▶ Given exercise 1
Reproduce everything in the records from the line containing "Target phrase = black ribbon" down to the end of the records, changing "pretty-printed" to "indented" and keeping everything else the same.

▶ Document passage
+-------+

Oh come off it *Chedder* you said yourself you dont know that much about it so your bound to agree with *Bronze* hes the one that has typed the most stuff


----------



## Samu (Mar 12, 2004)

Oh, yes, the He 51 is a beautiful aircraft





This is the data of the aircraft as appear in http://www.warbirdsresourcegroup.org/LRG/he51.html



> Type:
> A-1 Single Seat Fighter
> B-2 Reconnaissance seaplane
> C-1 Land ground attack
> ...



It was the first fighter to be ordered by the newly formed Luftwaffe in 1935.


----------



## cheddar cheese (Mar 12, 2004)

> Oh come off it Chedder you said yourself you dont know that much about it so your bound to agree with Bronze hes the one that has typed the most stuff



aha, wrong 8) if you look around the site you'll see that i agree with bronzewhaler on most occasions 8)


----------



## the lancaster kicks ass (Mar 12, 2004)

cos


> hes the one that has typed the most stuff


----------



## cheddar cheese (Mar 12, 2004)

actually, kiwimac posts the longest 8)


----------



## the lancaster kicks ass (Mar 13, 2004)

and we post the shortest..............................

+-------+

Records from a dataset:
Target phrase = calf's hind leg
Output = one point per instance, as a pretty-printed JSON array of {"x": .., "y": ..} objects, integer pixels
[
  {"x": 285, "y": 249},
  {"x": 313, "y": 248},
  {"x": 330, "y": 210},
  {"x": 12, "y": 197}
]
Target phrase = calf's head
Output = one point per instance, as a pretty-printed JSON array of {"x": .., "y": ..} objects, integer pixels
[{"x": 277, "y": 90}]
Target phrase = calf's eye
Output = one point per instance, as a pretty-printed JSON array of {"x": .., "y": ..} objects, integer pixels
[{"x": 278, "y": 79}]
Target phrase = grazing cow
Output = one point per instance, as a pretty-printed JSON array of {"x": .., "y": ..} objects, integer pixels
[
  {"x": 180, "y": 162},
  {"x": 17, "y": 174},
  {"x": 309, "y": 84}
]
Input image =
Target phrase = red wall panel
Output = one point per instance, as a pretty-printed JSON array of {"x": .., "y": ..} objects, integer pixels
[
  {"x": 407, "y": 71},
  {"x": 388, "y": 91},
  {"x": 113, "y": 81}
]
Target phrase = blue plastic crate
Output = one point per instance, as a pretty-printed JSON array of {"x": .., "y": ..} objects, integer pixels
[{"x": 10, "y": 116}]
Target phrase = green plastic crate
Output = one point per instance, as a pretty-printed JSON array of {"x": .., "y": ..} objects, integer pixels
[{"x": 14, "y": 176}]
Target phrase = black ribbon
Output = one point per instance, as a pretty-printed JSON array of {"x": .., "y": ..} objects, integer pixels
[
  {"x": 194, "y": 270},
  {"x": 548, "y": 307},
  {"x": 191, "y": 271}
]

+-------+

▶ Given exercise 2
Summarize the forum thread in three sentences.

▶ Complete answer 1
Target phrase = black ribbon
Output = one point per instance, as a indented JSON array of {"x": .., "y": ..} objects, integer pixels
[
  {"x": 194, "y": 270},
  {"x": 548, "y": 307},
  {"x": 191, "y": 271}
]

▶ Complete answer 2
In a forum thread from March 2004, Samu calls the He 51 a beautiful aircraft, lists its types from a web page, and notes it was the first fighter ordered by the newly formed Luftwaffe in 1935. When another poster claims Chedder will agree with Bronze because he has typed the most, cheddar cheese replies that agreeing with bronzewhaler is usual anyway. After the lancaster kicks ass repeats the point about typing the most, cheddar cheese says kiwimac posts the longest, and the lancaster kicks ass answers that they post the shortest.